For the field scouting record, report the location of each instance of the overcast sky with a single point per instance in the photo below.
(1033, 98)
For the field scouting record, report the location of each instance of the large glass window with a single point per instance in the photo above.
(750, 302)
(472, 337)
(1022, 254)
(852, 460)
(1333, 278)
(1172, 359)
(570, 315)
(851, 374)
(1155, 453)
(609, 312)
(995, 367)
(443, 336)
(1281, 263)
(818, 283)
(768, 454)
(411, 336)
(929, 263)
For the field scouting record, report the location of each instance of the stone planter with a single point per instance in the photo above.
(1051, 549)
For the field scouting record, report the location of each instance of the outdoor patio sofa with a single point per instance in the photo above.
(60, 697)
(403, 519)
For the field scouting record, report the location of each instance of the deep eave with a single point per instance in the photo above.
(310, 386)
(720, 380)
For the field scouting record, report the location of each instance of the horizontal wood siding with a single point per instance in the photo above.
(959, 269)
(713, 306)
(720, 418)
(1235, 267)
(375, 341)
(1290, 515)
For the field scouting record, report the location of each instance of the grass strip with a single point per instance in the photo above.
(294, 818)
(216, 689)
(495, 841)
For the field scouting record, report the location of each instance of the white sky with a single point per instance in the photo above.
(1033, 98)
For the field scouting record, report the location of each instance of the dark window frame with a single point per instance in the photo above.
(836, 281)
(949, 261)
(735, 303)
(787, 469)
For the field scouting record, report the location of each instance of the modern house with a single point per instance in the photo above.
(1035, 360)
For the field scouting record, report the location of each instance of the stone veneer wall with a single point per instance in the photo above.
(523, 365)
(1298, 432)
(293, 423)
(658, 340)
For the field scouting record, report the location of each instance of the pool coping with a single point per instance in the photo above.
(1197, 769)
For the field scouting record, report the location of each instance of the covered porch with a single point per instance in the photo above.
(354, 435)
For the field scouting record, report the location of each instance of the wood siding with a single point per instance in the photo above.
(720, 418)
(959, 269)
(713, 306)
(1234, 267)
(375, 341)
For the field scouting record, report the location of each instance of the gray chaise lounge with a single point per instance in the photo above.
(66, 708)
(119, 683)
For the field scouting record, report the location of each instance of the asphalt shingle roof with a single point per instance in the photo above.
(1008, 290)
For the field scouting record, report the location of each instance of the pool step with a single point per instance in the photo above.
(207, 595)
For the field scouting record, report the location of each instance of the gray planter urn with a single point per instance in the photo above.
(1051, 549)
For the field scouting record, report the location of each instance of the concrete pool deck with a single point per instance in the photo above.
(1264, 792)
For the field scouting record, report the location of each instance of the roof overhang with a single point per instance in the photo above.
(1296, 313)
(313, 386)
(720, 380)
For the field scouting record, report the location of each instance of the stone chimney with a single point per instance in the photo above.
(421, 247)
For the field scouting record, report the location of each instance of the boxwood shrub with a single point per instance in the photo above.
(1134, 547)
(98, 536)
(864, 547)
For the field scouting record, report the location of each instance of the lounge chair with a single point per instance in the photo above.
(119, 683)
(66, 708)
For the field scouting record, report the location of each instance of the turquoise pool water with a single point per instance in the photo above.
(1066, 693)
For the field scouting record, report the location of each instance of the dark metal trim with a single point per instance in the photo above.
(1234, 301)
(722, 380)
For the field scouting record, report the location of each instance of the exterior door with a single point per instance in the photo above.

> EXERCISE GOAL: Print every line of the listing above verbatim, from the first line to the last.

> CORRECT RESPONSE:
For the field scouting record, report the location of each instance of the overcast sky with a single point per instance in the photo below.
(1033, 98)
For the field scouting record, report the location of each instance of the large glass window with a single point per instance in the photo above.
(750, 302)
(472, 337)
(1022, 254)
(852, 460)
(1333, 278)
(1172, 359)
(570, 315)
(851, 374)
(1155, 453)
(609, 312)
(995, 367)
(443, 336)
(1281, 263)
(818, 283)
(768, 454)
(411, 336)
(929, 263)
For the field scouting record, report the location of each instance of the stone planter with a single point per instance in the photo above.
(1051, 549)
For the field scouting record, report the location of each instance of the outdoor patio sofa with a single point per instance in the photo above.
(60, 697)
(403, 519)
For the field scouting record, report the location of each instance of the deep eave with a single point per instance in the photo above.
(310, 386)
(720, 380)
For the field scouting record, report the location of each instance of the horizontal wood siding with a single point per instance in the photo above.
(959, 269)
(713, 306)
(720, 418)
(1235, 267)
(375, 341)
(1290, 515)
For the field scouting record, report the location of each instance of the grass strip with a single point per instance in the photo above.
(294, 818)
(216, 689)
(495, 841)
For the field scouting record, report the location of each instance of the white sky with a single point per instance in the photo above.
(1033, 98)
For the field scouting record, report the location of each instance of the dark window frame with a single point per instance in the photo above.
(836, 281)
(949, 261)
(735, 303)
(787, 469)
For the field scouting record, report the location of each instance of the modern house with a single point per instance in the photo above.
(1035, 360)
For the field scouting record, report the location of each instance of the stone veneer wall with a single point per instance in the photo above.
(523, 365)
(1298, 432)
(293, 423)
(658, 340)
For the field scouting record, report the location of each instance of the pool coping with a single point per instance in the photo above.
(1197, 769)
For the field scouting record, report the location of each instance of the covered porch with a single point per instance in the photo above.
(354, 435)
For the field scouting record, report the location of each instance of the wood siding with a single point per instance in the photo above.
(720, 418)
(959, 269)
(713, 306)
(1234, 267)
(375, 341)
For the field scouting record, report the location of each instance of the gray chaise lounge with a single point per instance in the photo above.
(66, 708)
(119, 683)
For the field scouting record, report the location of each instance of the asphalt shingle roof with a single point per instance in the photo above.
(1008, 290)
For the field scouting record, report the location of each instance of the pool step with a single point per instance in the photo above.
(207, 595)
For the field scouting record, report the location of each instance of the gray planter urn with a single point per instance in the photo above.
(1051, 549)
For the field scouting record, report the location of each instance of the concrete pool deck with a single point per instance in the photo above.
(1264, 792)
For the field scouting record, report the location of each instance of the roof overhang with a single point per instance in the photo above.
(1296, 313)
(313, 386)
(720, 380)
For the field scouting record, report the location of each instance of the stone chimney with a single point per instance in the photo above.
(421, 247)
For the field scouting record, report the location of each instance of the boxwood shrub with a single point per instance in the photo above.
(1134, 547)
(98, 536)
(864, 547)
For the field scouting record, report the location of each instance of the lounge chair with a single point per instance in the photo above.
(119, 683)
(66, 708)
For the field scouting record, report the location of each instance of the turquoise pool water with a single point per instance in the photo above.
(1066, 693)
For the field scouting record, report the location of each instance of the dark metal trim with a single point per instance in the photo above.
(1234, 301)
(722, 380)
For the field scouting record, report the location of each instance of the exterior door with a single point per instance in the photo above.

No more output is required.